• EXERCISE REQUIREMENTS:
Check every line below for the word "garage" and copy each one that has it.

Point-per-instance localization data
____
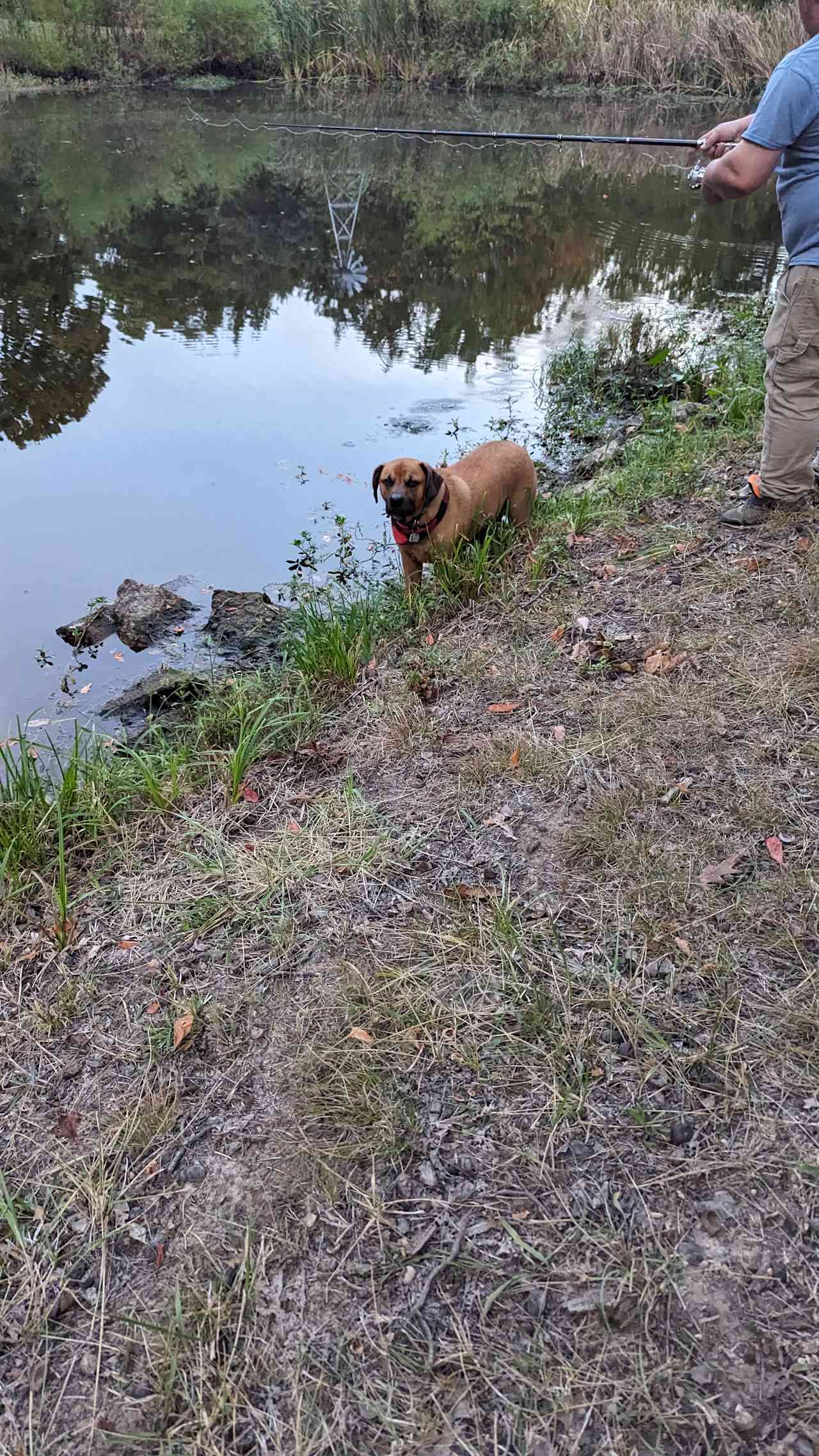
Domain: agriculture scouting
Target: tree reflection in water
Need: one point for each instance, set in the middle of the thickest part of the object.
(127, 214)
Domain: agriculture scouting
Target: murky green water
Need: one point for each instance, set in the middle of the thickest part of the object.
(190, 365)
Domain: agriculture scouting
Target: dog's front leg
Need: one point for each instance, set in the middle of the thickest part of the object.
(413, 571)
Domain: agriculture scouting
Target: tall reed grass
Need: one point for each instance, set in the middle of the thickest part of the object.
(649, 44)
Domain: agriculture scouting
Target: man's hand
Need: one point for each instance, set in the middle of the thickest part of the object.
(719, 139)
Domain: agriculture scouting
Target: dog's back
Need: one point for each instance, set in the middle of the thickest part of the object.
(500, 461)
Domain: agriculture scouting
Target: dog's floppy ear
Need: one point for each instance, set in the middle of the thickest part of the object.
(433, 479)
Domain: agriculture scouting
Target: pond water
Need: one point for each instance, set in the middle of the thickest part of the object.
(190, 366)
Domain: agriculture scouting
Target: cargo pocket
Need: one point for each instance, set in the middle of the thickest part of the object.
(789, 352)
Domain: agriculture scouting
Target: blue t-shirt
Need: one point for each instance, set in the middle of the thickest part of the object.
(788, 122)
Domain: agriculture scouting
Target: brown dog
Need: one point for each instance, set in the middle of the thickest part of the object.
(431, 510)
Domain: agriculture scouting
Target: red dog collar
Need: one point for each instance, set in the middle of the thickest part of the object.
(411, 534)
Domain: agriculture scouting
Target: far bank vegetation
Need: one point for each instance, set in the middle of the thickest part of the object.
(696, 45)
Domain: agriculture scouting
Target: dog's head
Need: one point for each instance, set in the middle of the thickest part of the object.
(407, 487)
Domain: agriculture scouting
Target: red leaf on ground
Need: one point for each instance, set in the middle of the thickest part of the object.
(69, 1126)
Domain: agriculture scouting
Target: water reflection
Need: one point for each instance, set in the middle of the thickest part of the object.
(206, 334)
(449, 254)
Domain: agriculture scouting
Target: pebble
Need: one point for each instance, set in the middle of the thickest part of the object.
(743, 1420)
(681, 1132)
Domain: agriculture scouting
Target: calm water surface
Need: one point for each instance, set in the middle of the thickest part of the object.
(190, 367)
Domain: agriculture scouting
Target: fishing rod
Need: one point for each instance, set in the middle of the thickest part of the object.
(439, 134)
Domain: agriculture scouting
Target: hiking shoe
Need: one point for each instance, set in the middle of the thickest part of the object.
(752, 507)
(749, 510)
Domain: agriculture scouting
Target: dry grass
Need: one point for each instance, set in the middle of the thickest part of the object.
(560, 1191)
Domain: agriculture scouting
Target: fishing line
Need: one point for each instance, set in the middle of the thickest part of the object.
(443, 138)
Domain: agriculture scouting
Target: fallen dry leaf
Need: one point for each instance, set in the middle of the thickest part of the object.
(359, 1034)
(182, 1027)
(69, 1125)
(728, 869)
(659, 660)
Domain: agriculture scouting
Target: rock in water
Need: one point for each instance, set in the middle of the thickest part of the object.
(92, 629)
(245, 625)
(142, 613)
(156, 693)
(601, 456)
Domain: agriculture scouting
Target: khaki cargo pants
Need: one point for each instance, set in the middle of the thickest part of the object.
(791, 389)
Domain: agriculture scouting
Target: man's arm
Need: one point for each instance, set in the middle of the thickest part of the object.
(717, 139)
(739, 172)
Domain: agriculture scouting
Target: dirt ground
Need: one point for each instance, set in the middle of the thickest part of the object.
(493, 1121)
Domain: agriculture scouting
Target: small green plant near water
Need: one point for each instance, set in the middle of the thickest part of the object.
(255, 736)
(333, 638)
(468, 571)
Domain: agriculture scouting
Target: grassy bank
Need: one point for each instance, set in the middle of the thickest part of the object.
(480, 43)
(379, 1068)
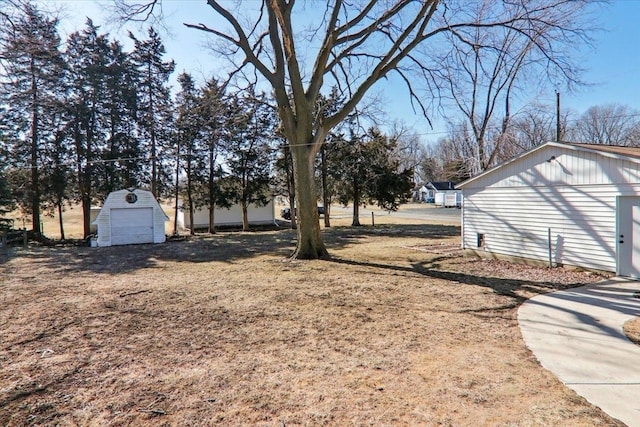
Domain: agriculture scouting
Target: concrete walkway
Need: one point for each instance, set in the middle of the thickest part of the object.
(577, 334)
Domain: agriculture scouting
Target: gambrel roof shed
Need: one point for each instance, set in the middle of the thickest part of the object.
(560, 203)
(130, 217)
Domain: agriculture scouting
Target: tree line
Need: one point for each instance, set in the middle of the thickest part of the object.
(82, 119)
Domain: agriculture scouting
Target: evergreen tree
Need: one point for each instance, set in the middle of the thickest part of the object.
(154, 104)
(215, 113)
(31, 75)
(249, 154)
(86, 54)
(370, 173)
(58, 177)
(188, 127)
(122, 155)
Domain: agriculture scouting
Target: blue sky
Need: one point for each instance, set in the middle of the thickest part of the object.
(613, 66)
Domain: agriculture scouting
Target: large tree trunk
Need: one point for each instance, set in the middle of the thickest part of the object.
(310, 244)
(325, 195)
(35, 179)
(59, 203)
(356, 204)
(245, 217)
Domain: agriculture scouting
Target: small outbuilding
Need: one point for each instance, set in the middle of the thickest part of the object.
(560, 203)
(130, 217)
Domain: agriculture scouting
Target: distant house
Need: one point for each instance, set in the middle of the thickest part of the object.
(427, 193)
(228, 217)
(568, 204)
(444, 193)
(130, 217)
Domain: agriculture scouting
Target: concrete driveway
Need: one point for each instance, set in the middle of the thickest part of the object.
(577, 334)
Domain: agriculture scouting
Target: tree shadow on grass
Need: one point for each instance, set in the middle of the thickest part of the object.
(513, 288)
(228, 247)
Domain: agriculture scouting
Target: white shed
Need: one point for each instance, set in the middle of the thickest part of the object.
(225, 217)
(130, 217)
(564, 203)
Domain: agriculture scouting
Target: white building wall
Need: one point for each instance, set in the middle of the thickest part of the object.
(574, 195)
(116, 200)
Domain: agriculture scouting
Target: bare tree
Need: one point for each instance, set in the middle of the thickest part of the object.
(611, 124)
(486, 68)
(352, 45)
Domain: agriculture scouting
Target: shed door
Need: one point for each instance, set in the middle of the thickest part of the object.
(131, 226)
(628, 236)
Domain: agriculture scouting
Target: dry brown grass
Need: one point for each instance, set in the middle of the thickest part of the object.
(399, 329)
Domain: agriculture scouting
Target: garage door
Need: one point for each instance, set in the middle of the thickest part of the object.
(131, 226)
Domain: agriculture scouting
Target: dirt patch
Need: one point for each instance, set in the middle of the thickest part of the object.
(398, 329)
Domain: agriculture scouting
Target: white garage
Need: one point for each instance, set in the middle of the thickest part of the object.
(130, 217)
(560, 204)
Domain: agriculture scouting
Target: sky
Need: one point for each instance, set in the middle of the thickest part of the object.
(613, 64)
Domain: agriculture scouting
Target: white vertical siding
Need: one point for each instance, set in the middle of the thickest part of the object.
(116, 200)
(574, 195)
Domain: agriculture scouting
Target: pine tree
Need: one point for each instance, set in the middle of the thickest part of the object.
(122, 155)
(154, 104)
(215, 113)
(188, 128)
(368, 172)
(32, 69)
(86, 55)
(249, 154)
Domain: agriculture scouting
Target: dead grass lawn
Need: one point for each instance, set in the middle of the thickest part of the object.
(399, 329)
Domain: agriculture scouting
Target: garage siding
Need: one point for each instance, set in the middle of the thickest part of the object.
(574, 195)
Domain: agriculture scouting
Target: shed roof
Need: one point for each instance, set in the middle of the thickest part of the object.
(614, 151)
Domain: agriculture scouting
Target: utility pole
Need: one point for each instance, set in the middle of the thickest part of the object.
(558, 131)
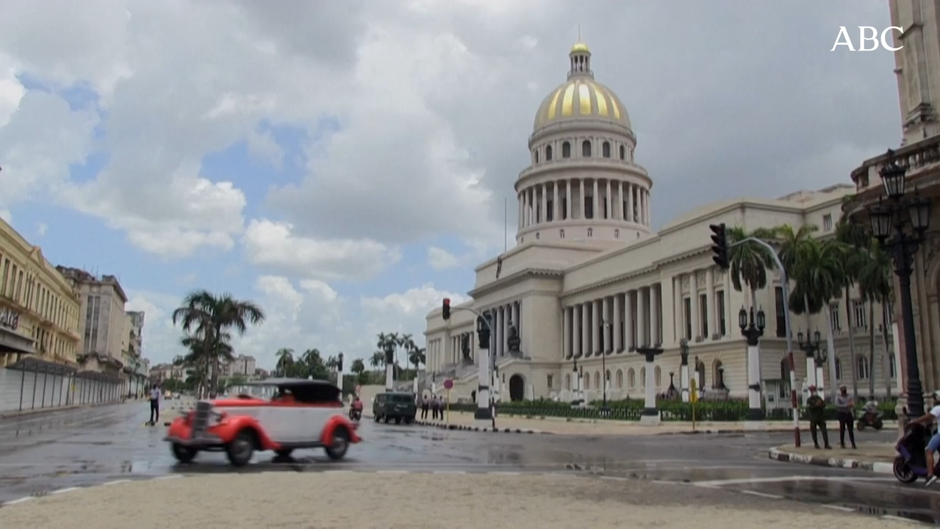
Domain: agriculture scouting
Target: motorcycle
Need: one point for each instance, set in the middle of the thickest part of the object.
(872, 419)
(911, 462)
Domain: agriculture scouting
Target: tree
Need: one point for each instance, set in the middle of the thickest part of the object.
(209, 316)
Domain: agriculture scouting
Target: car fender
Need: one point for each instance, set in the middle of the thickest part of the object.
(231, 426)
(338, 421)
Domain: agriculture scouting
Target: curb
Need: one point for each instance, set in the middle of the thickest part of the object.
(833, 462)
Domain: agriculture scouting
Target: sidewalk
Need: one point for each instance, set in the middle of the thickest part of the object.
(283, 499)
(873, 457)
(565, 426)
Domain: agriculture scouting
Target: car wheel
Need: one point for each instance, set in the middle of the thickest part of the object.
(183, 454)
(339, 444)
(240, 449)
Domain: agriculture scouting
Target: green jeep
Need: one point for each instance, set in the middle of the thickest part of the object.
(397, 405)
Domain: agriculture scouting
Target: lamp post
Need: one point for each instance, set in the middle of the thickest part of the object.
(888, 222)
(815, 355)
(752, 328)
(684, 369)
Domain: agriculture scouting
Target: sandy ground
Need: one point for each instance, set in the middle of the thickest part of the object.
(352, 500)
(559, 425)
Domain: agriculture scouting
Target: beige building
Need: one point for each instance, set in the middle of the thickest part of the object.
(918, 75)
(588, 280)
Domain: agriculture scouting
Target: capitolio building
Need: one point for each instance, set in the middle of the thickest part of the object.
(589, 280)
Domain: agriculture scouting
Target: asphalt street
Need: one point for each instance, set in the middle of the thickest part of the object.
(74, 448)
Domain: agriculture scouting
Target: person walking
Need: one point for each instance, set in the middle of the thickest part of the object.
(155, 396)
(816, 413)
(845, 411)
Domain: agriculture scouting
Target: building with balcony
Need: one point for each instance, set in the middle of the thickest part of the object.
(917, 68)
(589, 281)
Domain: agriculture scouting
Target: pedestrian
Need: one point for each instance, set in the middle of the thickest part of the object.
(424, 407)
(155, 396)
(816, 412)
(845, 411)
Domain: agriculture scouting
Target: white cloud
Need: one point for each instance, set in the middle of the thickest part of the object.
(441, 259)
(274, 245)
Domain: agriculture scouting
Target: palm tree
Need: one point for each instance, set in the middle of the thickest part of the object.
(285, 361)
(208, 316)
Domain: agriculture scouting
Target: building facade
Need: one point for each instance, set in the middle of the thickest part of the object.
(588, 281)
(917, 68)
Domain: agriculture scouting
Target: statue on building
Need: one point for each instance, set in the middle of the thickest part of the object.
(513, 341)
(465, 348)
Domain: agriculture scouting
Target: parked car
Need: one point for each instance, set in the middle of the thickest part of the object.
(301, 414)
(395, 405)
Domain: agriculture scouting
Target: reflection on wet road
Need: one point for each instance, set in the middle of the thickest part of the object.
(85, 447)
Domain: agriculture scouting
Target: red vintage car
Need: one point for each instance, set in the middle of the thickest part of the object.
(301, 414)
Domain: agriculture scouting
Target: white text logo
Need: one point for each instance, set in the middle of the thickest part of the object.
(867, 34)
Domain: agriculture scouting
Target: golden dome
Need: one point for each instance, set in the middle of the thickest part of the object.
(580, 47)
(581, 97)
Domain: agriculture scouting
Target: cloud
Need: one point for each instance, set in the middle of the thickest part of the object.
(274, 245)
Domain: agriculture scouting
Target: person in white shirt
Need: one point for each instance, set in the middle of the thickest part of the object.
(934, 444)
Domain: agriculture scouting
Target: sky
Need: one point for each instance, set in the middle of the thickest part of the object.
(346, 164)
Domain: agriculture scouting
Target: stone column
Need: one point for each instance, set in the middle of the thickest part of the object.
(628, 316)
(655, 316)
(568, 346)
(618, 342)
(595, 331)
(642, 334)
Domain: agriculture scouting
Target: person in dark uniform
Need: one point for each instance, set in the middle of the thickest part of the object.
(816, 412)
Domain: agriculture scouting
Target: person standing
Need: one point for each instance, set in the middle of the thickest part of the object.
(155, 396)
(816, 412)
(845, 411)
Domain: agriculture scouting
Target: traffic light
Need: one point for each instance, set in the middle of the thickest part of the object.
(720, 249)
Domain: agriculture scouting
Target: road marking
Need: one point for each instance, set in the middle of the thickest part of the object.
(63, 491)
(762, 494)
(839, 508)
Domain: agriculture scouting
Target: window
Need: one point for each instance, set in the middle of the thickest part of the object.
(780, 306)
(703, 309)
(862, 367)
(834, 315)
(858, 309)
(720, 307)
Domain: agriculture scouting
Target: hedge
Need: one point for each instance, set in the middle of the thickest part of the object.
(733, 410)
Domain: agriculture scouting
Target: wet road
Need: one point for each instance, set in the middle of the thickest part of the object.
(91, 446)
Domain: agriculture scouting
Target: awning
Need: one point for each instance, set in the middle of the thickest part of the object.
(36, 365)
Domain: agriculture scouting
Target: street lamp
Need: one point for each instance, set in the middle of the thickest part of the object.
(752, 328)
(888, 221)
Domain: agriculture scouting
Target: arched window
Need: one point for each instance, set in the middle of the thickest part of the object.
(863, 372)
(586, 149)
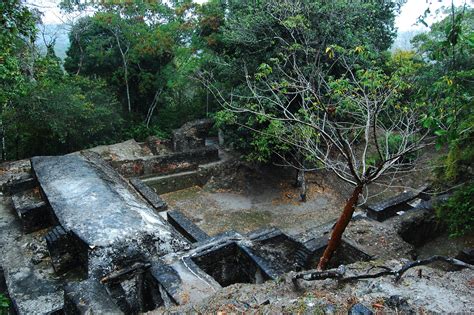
____
• RESPONSE TO THIS TASK:
Target: garage door
Target: white garage
Target: garage siding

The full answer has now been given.